Exercise instructions |
Where a line of the data below has the string "stamen", copy that line.

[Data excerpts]

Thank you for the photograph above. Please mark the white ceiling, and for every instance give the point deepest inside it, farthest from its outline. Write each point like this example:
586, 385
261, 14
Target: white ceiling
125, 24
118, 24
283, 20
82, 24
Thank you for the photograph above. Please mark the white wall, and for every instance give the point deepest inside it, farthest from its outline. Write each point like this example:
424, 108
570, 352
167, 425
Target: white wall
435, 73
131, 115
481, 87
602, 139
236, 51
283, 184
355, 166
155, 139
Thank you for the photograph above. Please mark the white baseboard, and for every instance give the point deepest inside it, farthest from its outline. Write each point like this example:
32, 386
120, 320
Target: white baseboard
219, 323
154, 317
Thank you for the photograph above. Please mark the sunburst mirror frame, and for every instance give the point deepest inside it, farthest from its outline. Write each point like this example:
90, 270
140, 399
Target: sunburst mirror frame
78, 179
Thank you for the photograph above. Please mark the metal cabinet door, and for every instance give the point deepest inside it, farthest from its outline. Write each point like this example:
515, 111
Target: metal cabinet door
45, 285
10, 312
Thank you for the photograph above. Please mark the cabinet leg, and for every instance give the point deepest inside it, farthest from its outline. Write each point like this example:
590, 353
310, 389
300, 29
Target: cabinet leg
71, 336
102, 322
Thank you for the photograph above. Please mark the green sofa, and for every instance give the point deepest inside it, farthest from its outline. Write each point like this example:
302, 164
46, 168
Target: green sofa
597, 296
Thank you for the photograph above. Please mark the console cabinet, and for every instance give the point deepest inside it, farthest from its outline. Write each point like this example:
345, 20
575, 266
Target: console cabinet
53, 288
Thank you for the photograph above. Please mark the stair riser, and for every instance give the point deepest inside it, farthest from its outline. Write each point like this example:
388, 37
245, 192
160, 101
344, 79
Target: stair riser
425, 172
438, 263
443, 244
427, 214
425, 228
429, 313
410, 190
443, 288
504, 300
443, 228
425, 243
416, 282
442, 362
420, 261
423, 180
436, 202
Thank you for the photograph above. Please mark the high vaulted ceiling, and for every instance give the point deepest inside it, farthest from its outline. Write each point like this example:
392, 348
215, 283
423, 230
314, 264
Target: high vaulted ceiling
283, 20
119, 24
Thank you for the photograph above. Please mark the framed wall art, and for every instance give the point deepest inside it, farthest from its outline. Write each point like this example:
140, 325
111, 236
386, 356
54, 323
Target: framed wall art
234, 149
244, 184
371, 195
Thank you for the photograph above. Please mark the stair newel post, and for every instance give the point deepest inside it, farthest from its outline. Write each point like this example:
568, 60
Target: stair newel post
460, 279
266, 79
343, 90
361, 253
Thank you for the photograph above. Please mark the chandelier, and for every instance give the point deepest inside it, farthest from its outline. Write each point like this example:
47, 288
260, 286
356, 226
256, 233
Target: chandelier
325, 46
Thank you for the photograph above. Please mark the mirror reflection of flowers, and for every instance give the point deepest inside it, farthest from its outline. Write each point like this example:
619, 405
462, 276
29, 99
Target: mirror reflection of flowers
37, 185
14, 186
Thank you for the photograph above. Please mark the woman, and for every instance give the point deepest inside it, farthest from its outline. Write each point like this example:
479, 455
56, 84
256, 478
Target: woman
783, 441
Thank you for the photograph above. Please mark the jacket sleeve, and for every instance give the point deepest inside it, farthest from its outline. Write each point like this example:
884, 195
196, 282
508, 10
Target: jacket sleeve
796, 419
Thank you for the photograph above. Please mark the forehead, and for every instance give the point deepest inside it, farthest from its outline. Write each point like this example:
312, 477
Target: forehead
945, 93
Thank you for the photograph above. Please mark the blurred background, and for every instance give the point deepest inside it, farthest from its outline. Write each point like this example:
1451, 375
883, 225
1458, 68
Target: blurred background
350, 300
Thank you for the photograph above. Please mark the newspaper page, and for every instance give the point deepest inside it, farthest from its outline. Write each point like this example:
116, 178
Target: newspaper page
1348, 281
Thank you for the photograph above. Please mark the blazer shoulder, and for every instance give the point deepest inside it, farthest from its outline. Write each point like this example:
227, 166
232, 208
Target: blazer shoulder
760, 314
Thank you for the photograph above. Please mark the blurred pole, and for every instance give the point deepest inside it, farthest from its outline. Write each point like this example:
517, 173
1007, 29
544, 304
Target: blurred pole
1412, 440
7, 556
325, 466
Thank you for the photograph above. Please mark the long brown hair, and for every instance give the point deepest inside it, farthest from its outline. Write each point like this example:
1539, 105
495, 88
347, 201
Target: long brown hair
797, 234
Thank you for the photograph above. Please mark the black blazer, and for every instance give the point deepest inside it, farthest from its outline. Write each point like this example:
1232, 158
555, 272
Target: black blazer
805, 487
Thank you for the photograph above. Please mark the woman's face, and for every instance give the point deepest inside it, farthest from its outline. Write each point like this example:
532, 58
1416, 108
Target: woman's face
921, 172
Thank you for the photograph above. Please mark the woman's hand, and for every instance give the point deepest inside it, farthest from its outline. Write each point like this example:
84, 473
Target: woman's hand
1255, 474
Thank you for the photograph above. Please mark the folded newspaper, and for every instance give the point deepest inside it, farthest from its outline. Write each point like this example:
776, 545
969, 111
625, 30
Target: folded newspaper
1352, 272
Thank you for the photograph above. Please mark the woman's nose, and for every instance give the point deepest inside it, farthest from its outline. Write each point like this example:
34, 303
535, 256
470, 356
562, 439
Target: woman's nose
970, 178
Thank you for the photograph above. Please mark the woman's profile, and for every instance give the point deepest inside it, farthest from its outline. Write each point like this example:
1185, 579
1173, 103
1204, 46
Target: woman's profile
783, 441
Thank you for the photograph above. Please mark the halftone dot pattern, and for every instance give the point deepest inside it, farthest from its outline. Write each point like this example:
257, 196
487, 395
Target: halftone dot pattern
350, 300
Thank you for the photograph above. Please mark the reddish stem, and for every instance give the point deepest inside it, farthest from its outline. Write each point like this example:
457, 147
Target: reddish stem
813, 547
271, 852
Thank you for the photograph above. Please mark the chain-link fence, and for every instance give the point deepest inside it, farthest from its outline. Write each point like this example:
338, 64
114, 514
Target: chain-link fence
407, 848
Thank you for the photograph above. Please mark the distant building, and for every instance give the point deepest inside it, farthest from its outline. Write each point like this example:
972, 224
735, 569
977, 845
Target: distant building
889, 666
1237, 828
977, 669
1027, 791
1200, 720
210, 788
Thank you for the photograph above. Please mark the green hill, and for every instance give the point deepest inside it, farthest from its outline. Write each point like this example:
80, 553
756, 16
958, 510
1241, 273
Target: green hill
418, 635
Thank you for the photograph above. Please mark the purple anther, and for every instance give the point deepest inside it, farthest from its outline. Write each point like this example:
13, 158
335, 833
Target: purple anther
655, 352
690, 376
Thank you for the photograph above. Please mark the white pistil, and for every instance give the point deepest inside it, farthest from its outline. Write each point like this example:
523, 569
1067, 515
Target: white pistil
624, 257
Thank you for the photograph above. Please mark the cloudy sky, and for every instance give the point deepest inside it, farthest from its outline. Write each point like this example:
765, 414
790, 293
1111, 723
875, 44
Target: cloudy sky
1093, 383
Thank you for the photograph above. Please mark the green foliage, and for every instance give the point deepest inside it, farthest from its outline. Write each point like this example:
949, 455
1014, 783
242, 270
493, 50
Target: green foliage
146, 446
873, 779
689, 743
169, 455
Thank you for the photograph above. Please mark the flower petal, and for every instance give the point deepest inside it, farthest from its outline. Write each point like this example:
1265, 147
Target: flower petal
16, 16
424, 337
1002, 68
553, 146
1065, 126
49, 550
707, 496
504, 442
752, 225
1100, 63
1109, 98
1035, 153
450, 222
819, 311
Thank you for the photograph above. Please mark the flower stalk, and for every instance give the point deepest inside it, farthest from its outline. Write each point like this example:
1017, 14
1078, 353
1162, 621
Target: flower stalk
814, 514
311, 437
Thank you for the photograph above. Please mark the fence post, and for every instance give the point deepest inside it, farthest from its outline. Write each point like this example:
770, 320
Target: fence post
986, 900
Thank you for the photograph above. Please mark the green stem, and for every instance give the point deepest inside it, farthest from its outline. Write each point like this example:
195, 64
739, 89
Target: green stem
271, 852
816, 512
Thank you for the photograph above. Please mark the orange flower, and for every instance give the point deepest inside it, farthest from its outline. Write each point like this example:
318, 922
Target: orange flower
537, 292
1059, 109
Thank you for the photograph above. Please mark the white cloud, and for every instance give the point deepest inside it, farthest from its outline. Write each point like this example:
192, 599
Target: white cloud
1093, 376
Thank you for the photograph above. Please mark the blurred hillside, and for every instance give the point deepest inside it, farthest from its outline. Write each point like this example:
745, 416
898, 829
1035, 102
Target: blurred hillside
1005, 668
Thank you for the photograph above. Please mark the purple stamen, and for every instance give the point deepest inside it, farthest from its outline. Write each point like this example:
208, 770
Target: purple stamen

Output of the task |
Thank you for the photograph above. Please mark the purple stamen, and for every instance give the point deepest inside it, farthest from its outline. Write each point like this example:
Target: purple stamen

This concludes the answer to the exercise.